_Material to process_
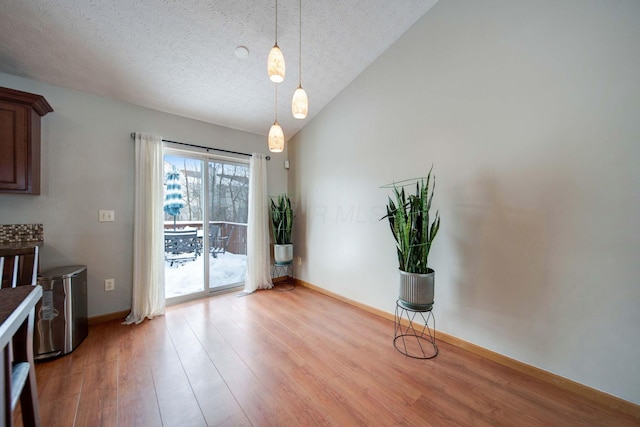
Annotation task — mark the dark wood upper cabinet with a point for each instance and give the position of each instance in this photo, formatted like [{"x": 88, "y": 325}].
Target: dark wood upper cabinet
[{"x": 20, "y": 114}]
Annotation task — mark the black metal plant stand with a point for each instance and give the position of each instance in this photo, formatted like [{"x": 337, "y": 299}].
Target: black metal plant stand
[
  {"x": 283, "y": 270},
  {"x": 413, "y": 336}
]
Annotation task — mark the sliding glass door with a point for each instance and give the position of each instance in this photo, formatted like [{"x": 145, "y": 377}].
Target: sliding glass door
[{"x": 206, "y": 208}]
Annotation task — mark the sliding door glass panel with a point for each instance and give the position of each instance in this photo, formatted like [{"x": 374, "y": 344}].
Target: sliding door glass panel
[
  {"x": 228, "y": 208},
  {"x": 183, "y": 226}
]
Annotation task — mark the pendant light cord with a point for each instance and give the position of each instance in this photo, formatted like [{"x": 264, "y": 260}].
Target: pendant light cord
[
  {"x": 300, "y": 47},
  {"x": 276, "y": 109}
]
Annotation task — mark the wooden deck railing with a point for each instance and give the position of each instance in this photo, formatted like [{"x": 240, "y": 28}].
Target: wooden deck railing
[{"x": 237, "y": 241}]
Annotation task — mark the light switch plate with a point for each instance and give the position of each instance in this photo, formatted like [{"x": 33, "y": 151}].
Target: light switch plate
[{"x": 106, "y": 216}]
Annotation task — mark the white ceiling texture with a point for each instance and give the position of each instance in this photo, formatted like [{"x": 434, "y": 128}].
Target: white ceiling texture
[{"x": 178, "y": 56}]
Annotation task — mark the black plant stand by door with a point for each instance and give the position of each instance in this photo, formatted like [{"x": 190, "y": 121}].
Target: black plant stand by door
[{"x": 415, "y": 332}]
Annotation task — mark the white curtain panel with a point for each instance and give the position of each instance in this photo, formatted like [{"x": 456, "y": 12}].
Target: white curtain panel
[
  {"x": 258, "y": 265},
  {"x": 148, "y": 231}
]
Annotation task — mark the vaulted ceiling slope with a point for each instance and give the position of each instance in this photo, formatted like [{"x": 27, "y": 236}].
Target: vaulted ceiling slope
[{"x": 178, "y": 56}]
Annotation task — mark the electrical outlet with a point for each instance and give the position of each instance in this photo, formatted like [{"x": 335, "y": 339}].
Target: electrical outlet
[{"x": 106, "y": 216}]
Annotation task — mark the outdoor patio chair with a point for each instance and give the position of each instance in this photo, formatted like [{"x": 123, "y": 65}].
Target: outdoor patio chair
[
  {"x": 181, "y": 246},
  {"x": 218, "y": 243}
]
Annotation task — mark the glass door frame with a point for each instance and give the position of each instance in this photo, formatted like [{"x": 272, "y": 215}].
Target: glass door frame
[{"x": 205, "y": 157}]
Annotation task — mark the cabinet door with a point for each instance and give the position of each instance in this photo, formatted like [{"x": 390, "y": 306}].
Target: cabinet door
[{"x": 14, "y": 147}]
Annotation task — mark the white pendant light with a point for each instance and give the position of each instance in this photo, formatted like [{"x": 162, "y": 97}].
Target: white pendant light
[
  {"x": 276, "y": 135},
  {"x": 300, "y": 102},
  {"x": 275, "y": 62},
  {"x": 276, "y": 138}
]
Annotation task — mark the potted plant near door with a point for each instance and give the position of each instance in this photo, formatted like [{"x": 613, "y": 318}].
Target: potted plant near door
[
  {"x": 410, "y": 224},
  {"x": 281, "y": 225}
]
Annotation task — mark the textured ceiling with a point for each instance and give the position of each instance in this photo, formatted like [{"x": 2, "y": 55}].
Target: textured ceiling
[{"x": 178, "y": 56}]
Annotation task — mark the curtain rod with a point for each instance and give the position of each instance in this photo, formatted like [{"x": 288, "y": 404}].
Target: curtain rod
[{"x": 133, "y": 136}]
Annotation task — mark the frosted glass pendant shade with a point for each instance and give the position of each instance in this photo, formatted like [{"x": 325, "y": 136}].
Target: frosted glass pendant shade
[
  {"x": 275, "y": 64},
  {"x": 300, "y": 103},
  {"x": 276, "y": 138}
]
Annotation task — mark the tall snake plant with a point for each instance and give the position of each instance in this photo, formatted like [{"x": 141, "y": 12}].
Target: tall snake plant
[
  {"x": 281, "y": 220},
  {"x": 409, "y": 222}
]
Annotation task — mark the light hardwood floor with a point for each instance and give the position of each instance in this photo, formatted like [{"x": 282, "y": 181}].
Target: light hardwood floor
[{"x": 292, "y": 358}]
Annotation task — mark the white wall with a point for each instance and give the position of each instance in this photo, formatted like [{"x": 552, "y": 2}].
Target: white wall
[
  {"x": 530, "y": 114},
  {"x": 87, "y": 165}
]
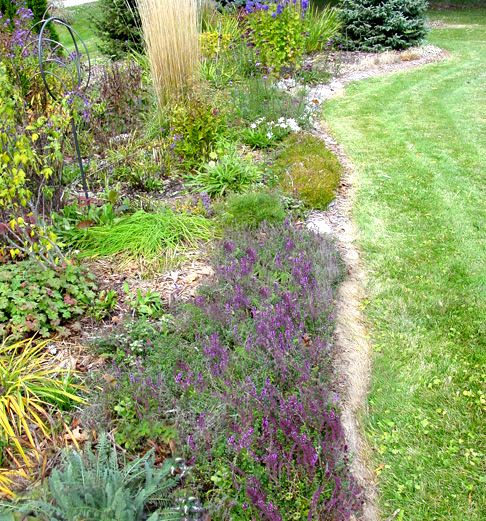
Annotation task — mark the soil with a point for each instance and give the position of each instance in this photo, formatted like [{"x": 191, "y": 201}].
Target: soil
[{"x": 353, "y": 358}]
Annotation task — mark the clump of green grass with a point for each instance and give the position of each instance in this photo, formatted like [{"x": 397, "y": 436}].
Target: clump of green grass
[
  {"x": 310, "y": 171},
  {"x": 231, "y": 173},
  {"x": 148, "y": 235},
  {"x": 252, "y": 208}
]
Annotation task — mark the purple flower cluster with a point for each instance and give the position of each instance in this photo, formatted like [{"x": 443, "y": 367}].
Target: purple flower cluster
[
  {"x": 255, "y": 5},
  {"x": 256, "y": 378}
]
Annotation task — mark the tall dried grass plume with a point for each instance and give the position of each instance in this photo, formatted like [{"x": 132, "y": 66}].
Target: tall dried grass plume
[{"x": 171, "y": 34}]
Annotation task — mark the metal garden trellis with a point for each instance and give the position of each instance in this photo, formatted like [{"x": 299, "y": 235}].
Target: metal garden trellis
[{"x": 76, "y": 77}]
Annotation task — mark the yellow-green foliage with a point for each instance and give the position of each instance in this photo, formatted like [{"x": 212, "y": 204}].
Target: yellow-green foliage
[
  {"x": 22, "y": 171},
  {"x": 310, "y": 171},
  {"x": 30, "y": 385},
  {"x": 213, "y": 43}
]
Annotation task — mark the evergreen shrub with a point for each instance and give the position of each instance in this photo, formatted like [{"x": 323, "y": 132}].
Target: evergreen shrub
[
  {"x": 379, "y": 25},
  {"x": 118, "y": 26}
]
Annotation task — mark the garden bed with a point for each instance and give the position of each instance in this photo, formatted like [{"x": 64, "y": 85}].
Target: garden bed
[{"x": 203, "y": 348}]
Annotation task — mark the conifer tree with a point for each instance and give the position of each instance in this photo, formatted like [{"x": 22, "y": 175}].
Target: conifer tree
[
  {"x": 119, "y": 27},
  {"x": 378, "y": 25}
]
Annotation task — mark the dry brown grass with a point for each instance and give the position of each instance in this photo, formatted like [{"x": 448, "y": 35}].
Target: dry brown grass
[{"x": 170, "y": 29}]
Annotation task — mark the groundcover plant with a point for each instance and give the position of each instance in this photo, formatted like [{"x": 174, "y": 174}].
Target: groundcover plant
[{"x": 244, "y": 375}]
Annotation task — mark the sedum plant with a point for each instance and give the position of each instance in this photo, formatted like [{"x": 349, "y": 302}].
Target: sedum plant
[
  {"x": 97, "y": 487},
  {"x": 38, "y": 300}
]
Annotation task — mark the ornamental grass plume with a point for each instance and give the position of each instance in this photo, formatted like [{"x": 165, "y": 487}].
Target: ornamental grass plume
[{"x": 170, "y": 30}]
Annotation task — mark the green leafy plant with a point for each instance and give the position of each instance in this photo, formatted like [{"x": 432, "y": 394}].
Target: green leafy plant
[
  {"x": 148, "y": 235},
  {"x": 321, "y": 25},
  {"x": 118, "y": 26},
  {"x": 30, "y": 386},
  {"x": 27, "y": 178},
  {"x": 70, "y": 222},
  {"x": 104, "y": 303},
  {"x": 199, "y": 124},
  {"x": 257, "y": 97},
  {"x": 100, "y": 488},
  {"x": 230, "y": 173},
  {"x": 148, "y": 304},
  {"x": 37, "y": 300},
  {"x": 265, "y": 134},
  {"x": 388, "y": 24},
  {"x": 134, "y": 434},
  {"x": 252, "y": 208},
  {"x": 310, "y": 171},
  {"x": 277, "y": 31}
]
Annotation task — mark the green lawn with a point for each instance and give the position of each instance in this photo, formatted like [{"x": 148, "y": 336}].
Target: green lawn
[
  {"x": 418, "y": 140},
  {"x": 81, "y": 23}
]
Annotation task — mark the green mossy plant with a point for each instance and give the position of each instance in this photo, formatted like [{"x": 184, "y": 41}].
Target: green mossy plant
[{"x": 310, "y": 171}]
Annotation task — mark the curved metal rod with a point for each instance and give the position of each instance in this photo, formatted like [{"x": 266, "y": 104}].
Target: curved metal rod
[{"x": 62, "y": 65}]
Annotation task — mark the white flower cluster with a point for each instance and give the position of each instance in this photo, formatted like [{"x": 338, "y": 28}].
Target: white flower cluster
[{"x": 282, "y": 123}]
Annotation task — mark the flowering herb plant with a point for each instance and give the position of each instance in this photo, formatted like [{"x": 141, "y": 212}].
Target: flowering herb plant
[
  {"x": 264, "y": 134},
  {"x": 244, "y": 375}
]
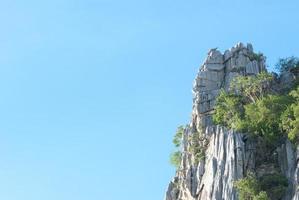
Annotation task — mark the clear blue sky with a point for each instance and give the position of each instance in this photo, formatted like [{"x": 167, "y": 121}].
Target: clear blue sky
[{"x": 93, "y": 90}]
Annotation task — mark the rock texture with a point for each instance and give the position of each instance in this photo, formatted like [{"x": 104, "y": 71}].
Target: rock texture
[{"x": 228, "y": 154}]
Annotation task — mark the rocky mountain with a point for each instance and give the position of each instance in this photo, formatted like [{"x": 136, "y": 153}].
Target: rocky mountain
[{"x": 228, "y": 155}]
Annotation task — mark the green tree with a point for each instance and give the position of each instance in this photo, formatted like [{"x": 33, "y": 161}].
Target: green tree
[
  {"x": 263, "y": 117},
  {"x": 285, "y": 64},
  {"x": 290, "y": 117},
  {"x": 176, "y": 156},
  {"x": 253, "y": 88},
  {"x": 228, "y": 110},
  {"x": 248, "y": 187}
]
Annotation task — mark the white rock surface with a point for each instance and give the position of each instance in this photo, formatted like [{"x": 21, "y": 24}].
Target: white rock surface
[{"x": 228, "y": 154}]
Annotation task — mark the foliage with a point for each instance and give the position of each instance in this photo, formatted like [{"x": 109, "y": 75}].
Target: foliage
[
  {"x": 285, "y": 64},
  {"x": 256, "y": 56},
  {"x": 248, "y": 187},
  {"x": 269, "y": 186},
  {"x": 253, "y": 88},
  {"x": 176, "y": 156},
  {"x": 196, "y": 148},
  {"x": 253, "y": 108},
  {"x": 290, "y": 118},
  {"x": 228, "y": 110},
  {"x": 261, "y": 196},
  {"x": 263, "y": 117},
  {"x": 177, "y": 139},
  {"x": 275, "y": 185}
]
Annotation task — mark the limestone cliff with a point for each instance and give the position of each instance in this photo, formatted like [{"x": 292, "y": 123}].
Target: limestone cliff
[{"x": 228, "y": 154}]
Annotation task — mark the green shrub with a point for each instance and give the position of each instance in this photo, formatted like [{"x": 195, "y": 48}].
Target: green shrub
[
  {"x": 228, "y": 110},
  {"x": 275, "y": 185},
  {"x": 252, "y": 88},
  {"x": 285, "y": 64},
  {"x": 197, "y": 149},
  {"x": 177, "y": 139},
  {"x": 247, "y": 187},
  {"x": 290, "y": 117},
  {"x": 270, "y": 186},
  {"x": 256, "y": 56},
  {"x": 175, "y": 158},
  {"x": 261, "y": 196},
  {"x": 263, "y": 117}
]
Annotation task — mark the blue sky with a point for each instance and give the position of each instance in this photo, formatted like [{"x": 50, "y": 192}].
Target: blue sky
[{"x": 92, "y": 90}]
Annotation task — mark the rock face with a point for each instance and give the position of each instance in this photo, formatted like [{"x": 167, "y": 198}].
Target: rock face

_Short task_
Write out, word for word, the line containing "Annotation task — mark the foliage" and every line after it to the end of the data above.

_Correct answer_
Annotation task — mark the foliage with a point for each instance and give the position of each instance in this photo, formatted like [{"x": 109, "y": 75}].
Target: foliage
[
  {"x": 285, "y": 64},
  {"x": 256, "y": 56},
  {"x": 248, "y": 187},
  {"x": 269, "y": 186},
  {"x": 253, "y": 88},
  {"x": 176, "y": 156},
  {"x": 196, "y": 148},
  {"x": 253, "y": 108},
  {"x": 290, "y": 118},
  {"x": 228, "y": 110},
  {"x": 261, "y": 196},
  {"x": 263, "y": 117},
  {"x": 177, "y": 139},
  {"x": 275, "y": 185}
]
Annotation task — mark the limestone cliff with a point for each instance and give the position of each instance in this photo, formatted like [{"x": 292, "y": 123}].
Target: limestone cliff
[{"x": 228, "y": 154}]
Annotation task — mark the green shrub with a point for each instance and give the position of each instance in this photo, formatted like [{"x": 195, "y": 48}].
Target: green shrub
[
  {"x": 228, "y": 110},
  {"x": 275, "y": 185},
  {"x": 252, "y": 88},
  {"x": 285, "y": 64},
  {"x": 197, "y": 149},
  {"x": 177, "y": 139},
  {"x": 247, "y": 187},
  {"x": 290, "y": 117},
  {"x": 270, "y": 186},
  {"x": 256, "y": 56},
  {"x": 175, "y": 158},
  {"x": 261, "y": 196},
  {"x": 263, "y": 117}
]
Annotation task — mark the blue sky with a point for each instance and give the position of each instance in this photo, formatted like [{"x": 50, "y": 192}].
Target: blue sky
[{"x": 92, "y": 90}]
Annotation task — mark the rock face with a point for each instance and give the position of each instance in this photo, formatted like [{"x": 167, "y": 198}].
Target: rock face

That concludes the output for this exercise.